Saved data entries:

- - - - - - -

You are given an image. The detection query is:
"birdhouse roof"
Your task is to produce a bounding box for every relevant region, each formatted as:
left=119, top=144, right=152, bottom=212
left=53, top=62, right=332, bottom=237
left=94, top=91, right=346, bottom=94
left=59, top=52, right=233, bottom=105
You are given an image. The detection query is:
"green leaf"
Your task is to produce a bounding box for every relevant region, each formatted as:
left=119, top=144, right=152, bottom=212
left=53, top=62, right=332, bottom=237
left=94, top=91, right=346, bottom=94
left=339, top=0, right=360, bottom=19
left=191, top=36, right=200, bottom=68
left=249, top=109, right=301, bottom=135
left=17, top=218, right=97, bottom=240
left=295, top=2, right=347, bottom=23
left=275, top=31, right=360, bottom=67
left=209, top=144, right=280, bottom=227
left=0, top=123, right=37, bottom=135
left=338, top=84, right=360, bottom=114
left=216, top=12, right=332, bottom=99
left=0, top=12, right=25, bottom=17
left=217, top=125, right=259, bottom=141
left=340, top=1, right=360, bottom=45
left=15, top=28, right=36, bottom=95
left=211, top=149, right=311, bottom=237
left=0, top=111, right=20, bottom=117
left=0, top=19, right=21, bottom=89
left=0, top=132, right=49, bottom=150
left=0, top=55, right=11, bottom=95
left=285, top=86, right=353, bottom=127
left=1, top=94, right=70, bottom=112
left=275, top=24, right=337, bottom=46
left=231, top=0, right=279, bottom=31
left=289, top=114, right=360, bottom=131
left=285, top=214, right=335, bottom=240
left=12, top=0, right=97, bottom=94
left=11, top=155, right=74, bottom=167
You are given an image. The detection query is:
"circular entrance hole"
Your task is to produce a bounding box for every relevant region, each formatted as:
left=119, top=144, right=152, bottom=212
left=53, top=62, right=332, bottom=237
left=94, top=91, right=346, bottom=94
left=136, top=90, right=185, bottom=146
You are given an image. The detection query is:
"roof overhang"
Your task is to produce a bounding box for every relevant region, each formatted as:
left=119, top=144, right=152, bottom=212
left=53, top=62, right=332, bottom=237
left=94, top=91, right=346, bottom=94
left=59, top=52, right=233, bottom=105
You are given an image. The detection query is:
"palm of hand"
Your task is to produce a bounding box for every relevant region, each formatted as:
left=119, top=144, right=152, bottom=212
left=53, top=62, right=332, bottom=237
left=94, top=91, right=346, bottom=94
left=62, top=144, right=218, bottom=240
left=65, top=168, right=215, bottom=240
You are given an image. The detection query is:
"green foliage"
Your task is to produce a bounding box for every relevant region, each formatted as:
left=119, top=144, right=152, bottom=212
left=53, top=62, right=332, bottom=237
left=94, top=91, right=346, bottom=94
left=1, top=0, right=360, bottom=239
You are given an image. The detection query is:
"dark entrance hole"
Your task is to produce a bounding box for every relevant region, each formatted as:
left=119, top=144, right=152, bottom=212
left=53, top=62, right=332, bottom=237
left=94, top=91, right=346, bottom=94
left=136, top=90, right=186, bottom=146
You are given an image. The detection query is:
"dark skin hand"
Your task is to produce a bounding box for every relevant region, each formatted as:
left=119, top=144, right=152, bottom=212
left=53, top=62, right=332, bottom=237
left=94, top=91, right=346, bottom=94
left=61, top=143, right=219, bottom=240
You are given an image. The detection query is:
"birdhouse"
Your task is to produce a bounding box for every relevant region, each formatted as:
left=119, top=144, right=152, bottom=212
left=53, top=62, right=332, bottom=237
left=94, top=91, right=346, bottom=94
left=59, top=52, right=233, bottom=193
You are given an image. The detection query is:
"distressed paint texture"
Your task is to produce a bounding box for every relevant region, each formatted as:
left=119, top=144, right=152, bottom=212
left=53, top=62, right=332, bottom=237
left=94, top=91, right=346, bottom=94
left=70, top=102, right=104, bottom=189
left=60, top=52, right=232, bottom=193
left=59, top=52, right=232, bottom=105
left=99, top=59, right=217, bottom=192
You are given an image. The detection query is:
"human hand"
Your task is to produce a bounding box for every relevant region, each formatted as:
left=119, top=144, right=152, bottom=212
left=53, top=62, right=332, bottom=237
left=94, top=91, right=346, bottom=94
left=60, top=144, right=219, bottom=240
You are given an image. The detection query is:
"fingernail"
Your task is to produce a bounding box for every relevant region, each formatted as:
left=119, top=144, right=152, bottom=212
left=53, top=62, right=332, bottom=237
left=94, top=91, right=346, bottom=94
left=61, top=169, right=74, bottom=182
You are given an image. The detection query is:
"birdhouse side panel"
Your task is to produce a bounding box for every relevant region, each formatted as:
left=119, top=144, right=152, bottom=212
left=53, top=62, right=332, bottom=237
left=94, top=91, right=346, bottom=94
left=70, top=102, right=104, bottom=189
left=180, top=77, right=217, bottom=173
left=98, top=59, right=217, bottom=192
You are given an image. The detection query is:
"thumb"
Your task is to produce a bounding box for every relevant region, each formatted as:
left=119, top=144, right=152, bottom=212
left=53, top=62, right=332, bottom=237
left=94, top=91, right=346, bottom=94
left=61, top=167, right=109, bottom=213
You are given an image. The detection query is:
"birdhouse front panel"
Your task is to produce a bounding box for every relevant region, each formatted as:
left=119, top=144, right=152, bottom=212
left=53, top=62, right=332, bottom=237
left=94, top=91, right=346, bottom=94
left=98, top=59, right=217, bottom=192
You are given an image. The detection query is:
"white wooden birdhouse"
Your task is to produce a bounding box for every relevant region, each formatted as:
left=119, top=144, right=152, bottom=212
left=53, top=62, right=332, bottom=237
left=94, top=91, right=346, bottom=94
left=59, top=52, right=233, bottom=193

- - - - - - -

Task to carry out: Wherever a line in the entries above holds "panel", copy that line.

Written response:
"birdhouse side panel"
"birdhouse front panel"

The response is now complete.